--- What this task involves ---
Decide whether each statement agrees with the passage below on children's books about the Japanese American internment, answering yes or no and quoting the words from the passage that decide it. (a) In Baseball Saved Us, women make uniforms from mattress covers. (b) Yuki and her family spend the summer at the Topaz Relocation Camp before being moved to the Tanforan Assembly Center. (c) Yuki's father is granted a special clearance to go to Salt Lake City.

--- Source passage ---
● ● ● ● ●

In addition to recovery, memory as travel becomes a process of transformation which leads to cultural change. In Ken Mochizuki's Baseball Saved Us ( 1993 ), we find a character who learns to play baseball during his confinement in the internment camp and then uses his ability to play to overcome prejudice against him after the war. In this story, Teddy remembers the boredom, short tempers, and listlessness of the campers until his Dad convinced the community to unite in constructing a baseball field. Women make uniforms from mattress covers, while the men haul water to pack down the dust. As equipment arrives from friends back home, baseball games begin without interference from the guard tower. Teddy's playing steadily improves and in the end he makes the winning homerun in the championship game. While baseball saves them at camp, they return home to prejudice and hatred. Even on the baseball field, Teddy finds himself alone, one of a kind. When his team comes up to bat, he hears demeaning cries from the crowd and they roar when he missed the ball. At the last moment, Teddy draws on the memory of strength and confidence that he had developed playing ball during the internment and hits a homerun. The victory brings transformation and cultural change not only for him, but for his teammates. Teddy does not resist or reject his culture, but rather participates in cultural revision and social change. He becomes part of a network of friends who accept him for who he is—a Japanese-American. According to Ching and Pataray-Ching, this critical remembrance brought the boys to a more ethical way of living in the future (29). The white boys changed heckling to tolerance. The Japanese American boy changed from feelings of rejection to acceptance. As Adams, Bell and Griffin (1997) suggest, these children became conscious of their operating world view and were successful in examining critically alternative ways of understanding social relations. They came to envision more just and inclusive possibilities for their social lives.
In Uchida's Journey to Topaz ( 1971 ) and the sequel Journey Home ( 1978 ), eleven-year-old Yuki's cultural identity is challenged and transformed by Japan's attack on Pearl Harbor. The FBI abruptly imprisons her father as "enemy alien" without informing the family of his whereabouts. Yuki experiences the racist rhetoric that springs up in White people that she once had considered to be her friends. For instance, the day after the Pearl Harbor attack, the boy who sat opposite her at school leaned over and hissed, "You dirty Jap!" (20). A further challenge to her ethnicity comes with the rumors of the internment camps to export all those of Japanese heritage. Eventually, she and her family are sent to the Topaz Relocation Camp in Utah after spending the summer in a horse stall at the Tanforan Assembly Center. In addition to the horrors of living at the camp in the middle of the dust storms in the desert, Yuki comes to know the divisive positions taken by different factions in the camp. When army recruiters from the War Department arrive at camp to form a special all-Nisei combat team, Yuki's brother and his friends decide to join as a way of proving their loyalty and upholding their responsibility as American citizens. Others hotly refuse to serve in an army that has imprisoned them, and they seek repatriation in Japan. After her best friend's grandfather is shot walking with his friends too close to the barbed-wire fence along the southern fringe of camp, some internees become even more hostile toward their White perpetrators. These agitators form groups to harass sympathizers of the White administration. When Yuki's father is returned to his family at Topaz on parole, he works in the business office with the Caucasian administrators. He is a peace-maker as deacon at church, hospital committee member and block manager. As such, he is victimized by dissenting groups to the point where his family is in danger. Finally, father is granted a special clearance to go to the nearest big city to Topaz, Salt Lake City.

● ● ● ● ●

--- Data supplied ---
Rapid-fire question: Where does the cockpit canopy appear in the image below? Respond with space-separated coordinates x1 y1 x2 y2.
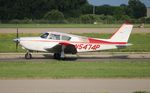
40 33 71 41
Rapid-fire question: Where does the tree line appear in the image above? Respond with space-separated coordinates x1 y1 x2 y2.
0 0 146 23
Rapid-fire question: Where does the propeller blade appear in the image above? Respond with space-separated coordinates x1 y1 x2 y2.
16 27 19 51
16 27 19 38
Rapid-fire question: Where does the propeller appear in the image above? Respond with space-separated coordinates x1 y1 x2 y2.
13 27 20 51
16 27 19 50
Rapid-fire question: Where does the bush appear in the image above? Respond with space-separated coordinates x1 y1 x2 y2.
80 14 99 24
44 10 65 21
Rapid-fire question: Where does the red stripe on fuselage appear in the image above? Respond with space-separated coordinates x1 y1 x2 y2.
23 38 127 44
89 38 127 44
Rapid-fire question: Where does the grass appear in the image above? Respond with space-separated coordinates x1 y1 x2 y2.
0 33 150 52
0 24 150 28
0 60 150 79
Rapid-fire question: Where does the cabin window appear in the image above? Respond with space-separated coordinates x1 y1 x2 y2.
49 34 60 40
41 33 49 38
61 36 71 41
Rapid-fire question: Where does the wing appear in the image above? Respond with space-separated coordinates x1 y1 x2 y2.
45 42 77 54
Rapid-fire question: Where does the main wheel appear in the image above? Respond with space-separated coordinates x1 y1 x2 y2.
54 53 61 59
25 53 32 59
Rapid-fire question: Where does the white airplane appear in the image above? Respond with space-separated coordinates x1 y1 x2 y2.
14 23 133 59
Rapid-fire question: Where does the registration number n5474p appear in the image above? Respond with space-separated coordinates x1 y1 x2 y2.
75 44 100 50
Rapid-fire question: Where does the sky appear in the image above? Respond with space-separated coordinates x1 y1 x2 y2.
88 0 150 7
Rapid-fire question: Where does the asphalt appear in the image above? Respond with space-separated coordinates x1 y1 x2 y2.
0 28 150 34
0 52 150 62
0 79 150 93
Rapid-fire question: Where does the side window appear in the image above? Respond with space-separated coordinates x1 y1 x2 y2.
41 33 49 39
62 36 71 41
49 34 60 40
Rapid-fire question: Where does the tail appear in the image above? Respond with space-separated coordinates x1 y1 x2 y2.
109 24 133 42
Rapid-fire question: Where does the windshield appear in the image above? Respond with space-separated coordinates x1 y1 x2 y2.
41 33 49 38
49 34 60 40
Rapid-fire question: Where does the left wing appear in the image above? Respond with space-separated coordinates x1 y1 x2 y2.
45 42 77 54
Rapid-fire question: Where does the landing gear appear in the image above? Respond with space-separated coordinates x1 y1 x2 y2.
25 52 32 59
54 53 61 59
54 46 65 60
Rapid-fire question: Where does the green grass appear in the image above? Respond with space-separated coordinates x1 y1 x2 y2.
0 33 150 52
0 60 150 79
0 24 150 28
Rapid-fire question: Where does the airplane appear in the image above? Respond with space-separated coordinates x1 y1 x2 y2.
13 23 133 59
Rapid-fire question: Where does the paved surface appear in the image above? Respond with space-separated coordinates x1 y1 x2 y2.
0 52 150 62
0 79 150 93
0 28 150 33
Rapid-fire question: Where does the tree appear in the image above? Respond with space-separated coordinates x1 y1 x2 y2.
44 10 64 21
127 0 147 18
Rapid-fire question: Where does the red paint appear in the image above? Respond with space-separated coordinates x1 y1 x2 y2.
88 38 127 44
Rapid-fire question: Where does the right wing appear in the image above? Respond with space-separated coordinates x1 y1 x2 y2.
45 42 77 54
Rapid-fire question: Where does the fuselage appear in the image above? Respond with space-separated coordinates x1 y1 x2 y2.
19 32 121 52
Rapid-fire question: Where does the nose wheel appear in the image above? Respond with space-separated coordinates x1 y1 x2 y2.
25 52 32 59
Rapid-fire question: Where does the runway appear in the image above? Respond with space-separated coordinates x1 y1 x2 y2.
0 28 150 34
0 52 150 93
0 52 150 62
0 79 150 93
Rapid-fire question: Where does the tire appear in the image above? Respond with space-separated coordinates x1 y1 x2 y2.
25 53 32 59
54 53 61 59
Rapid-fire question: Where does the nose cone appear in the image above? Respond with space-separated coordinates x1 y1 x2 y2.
13 38 20 43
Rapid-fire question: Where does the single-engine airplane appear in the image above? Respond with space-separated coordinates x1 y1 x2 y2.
14 23 133 59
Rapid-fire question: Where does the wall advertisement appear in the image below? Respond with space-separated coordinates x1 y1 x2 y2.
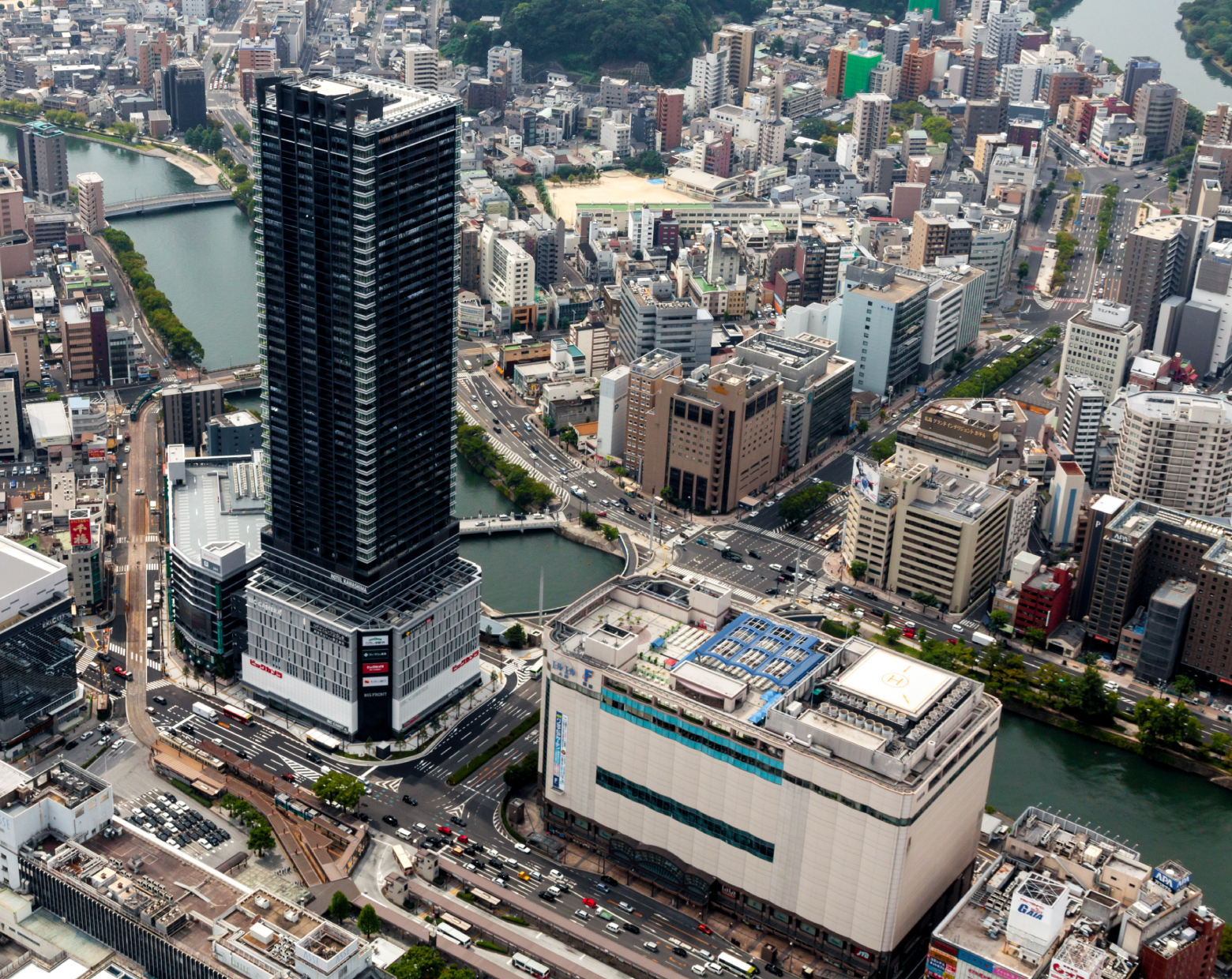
552 711 569 792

● ● ● ● ●

--- Your response ---
(a) Yes: "Women make uniforms from mattress covers, while the men haul water to pack down the dust."
(b) No: "Eventually, she and her family are sent to the Topaz Relocation Camp in Utah after spending the summer in a horse stall at the Tanforan Assembly Center."
(c) Yes: "Finally, father is granted a special clearance to go to the nearest big city to Topaz, Salt Lake City."